- Objective a:
Reproduce the part of the rows that opens with the line containing "Task: pick out one point for each instance of the number" and closes with the line containing "x=595, y=406", changing "number 11" to "number eleven" and leaving everything else the same.

Copyright Office seeks your comments on its crazy, broken plan to deal with orphan works

The "orphan works" problem has obsessed the Copyright Office — as well as authors, publishers, libraries, scholars — for years.

"Orphans" are the hundreds of millions of books, photographs, films, and other creations whose creators are unknown or can't be located, but whose copyright protection is still in place. Because no one can figure out who has the right to give permission to use these works, they cannot be used. Orphans have fallen into copyright's black hole — a black hole thst threatens to swallow significant parts of our cultural heritage if we don't do something.

In June, the U.S. Copyright Office announced a widely criticized proposal to create a licensing system to clear these rights, with the goal of facilitating full-text access to copyrighted works for nonprofit and educational uses. The Copyright Office is currently soliciting comments on its proposal

It's a good thing that they're soliciting comments: the proposal the Copyright Office came up with is an unworkable mess, filled with restrictions and gaps in coverage. It doesn't solve the orphan works problem — instead, it makes the problem worse, and adds a tax on cash-strapped, desperate libraries to the mix.

The Copyright Office needs to hear why its proposal is a bad idea. Comments are due to the Office by October 9, 2015. I submitted mine (below). You can submit yours online.

Dear Ms Pallante:

I am a writer, publisher and editor, the author of many novels, including several New York Times bestsellers (for example, Homeland, Tor Teen, 2013). I am also engaged with the debate over copyright. As someone who depends on archives and libraries for research in my daily creative labor, I count myself lucky to live in an era of such unprecedented access to works spanning many eras and regions.

- Records for this task:
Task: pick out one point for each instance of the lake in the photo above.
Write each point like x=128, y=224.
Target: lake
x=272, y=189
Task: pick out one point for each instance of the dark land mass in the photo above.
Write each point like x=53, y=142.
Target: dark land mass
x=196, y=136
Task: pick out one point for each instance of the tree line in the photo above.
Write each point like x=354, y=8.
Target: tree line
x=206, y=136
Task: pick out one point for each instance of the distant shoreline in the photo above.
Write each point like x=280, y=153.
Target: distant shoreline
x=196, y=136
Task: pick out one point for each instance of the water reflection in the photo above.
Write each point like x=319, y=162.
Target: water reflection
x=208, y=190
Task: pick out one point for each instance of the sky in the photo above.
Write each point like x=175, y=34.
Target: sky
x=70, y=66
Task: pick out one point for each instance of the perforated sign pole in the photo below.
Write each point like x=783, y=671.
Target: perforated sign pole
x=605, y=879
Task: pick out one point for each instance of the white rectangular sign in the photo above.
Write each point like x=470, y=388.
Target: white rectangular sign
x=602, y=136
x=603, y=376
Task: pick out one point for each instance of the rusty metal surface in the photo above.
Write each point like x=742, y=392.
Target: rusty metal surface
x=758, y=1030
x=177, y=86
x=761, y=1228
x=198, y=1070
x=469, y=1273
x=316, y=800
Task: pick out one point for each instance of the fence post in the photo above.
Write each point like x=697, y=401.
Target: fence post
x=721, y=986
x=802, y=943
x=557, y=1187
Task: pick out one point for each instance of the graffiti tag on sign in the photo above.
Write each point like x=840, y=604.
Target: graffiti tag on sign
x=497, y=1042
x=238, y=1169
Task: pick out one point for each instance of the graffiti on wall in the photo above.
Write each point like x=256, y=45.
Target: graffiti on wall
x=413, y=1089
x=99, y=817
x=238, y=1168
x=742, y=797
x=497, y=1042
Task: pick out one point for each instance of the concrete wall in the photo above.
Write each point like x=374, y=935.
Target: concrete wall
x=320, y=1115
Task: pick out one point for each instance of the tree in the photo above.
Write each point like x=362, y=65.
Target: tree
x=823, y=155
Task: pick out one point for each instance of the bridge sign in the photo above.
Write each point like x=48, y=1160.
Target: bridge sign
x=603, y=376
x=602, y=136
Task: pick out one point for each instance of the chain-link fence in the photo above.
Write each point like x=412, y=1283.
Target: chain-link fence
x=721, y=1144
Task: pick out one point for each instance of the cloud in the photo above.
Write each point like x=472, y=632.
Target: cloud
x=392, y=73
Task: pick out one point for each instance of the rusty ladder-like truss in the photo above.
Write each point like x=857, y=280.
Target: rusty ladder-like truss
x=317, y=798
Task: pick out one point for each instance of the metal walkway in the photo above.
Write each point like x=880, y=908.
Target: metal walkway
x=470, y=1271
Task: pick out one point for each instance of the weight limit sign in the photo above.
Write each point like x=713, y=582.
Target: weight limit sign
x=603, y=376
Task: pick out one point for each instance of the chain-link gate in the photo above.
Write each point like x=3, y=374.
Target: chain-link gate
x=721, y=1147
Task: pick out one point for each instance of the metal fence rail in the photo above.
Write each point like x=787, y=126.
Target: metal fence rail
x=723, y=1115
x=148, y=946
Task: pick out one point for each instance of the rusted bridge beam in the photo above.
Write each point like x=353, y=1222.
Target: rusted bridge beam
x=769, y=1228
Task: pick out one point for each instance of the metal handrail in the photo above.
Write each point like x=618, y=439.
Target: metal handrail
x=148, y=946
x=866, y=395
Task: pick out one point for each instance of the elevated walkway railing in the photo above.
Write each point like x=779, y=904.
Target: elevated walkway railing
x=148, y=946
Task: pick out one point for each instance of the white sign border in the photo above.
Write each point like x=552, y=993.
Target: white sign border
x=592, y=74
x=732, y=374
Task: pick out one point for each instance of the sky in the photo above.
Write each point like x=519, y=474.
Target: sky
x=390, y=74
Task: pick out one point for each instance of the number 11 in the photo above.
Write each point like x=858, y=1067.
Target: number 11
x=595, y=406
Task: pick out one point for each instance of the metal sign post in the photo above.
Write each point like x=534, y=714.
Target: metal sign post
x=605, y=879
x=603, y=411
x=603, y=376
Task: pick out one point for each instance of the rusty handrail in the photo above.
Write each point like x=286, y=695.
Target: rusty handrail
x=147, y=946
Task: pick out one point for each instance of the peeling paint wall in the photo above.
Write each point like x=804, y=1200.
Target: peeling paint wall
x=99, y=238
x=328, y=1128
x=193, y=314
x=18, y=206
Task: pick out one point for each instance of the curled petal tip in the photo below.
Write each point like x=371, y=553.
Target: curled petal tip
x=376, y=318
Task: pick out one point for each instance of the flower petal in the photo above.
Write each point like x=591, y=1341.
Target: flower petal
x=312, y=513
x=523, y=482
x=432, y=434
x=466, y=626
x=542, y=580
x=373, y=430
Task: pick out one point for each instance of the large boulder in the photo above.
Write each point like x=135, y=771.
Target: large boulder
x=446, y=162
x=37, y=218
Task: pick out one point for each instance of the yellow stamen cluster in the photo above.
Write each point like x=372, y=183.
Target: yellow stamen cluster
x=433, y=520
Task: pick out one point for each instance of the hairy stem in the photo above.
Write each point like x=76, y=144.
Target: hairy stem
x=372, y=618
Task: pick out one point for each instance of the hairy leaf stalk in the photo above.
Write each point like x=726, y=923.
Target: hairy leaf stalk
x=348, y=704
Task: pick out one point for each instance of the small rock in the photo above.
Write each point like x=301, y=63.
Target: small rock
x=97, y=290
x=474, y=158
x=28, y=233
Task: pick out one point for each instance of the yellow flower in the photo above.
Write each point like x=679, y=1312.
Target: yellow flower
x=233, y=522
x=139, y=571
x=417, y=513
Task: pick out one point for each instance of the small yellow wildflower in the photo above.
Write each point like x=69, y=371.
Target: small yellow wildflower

- Objective b:
According to the orphan works article, by what date were comments due to the Copyright Office?

- Problem solution a:
Task: pick out one point for each instance of the number eleven in the photo above.
Write each point like x=858, y=1067.
Target: number eleven
x=595, y=406

- Problem solution b:
October 9, 2015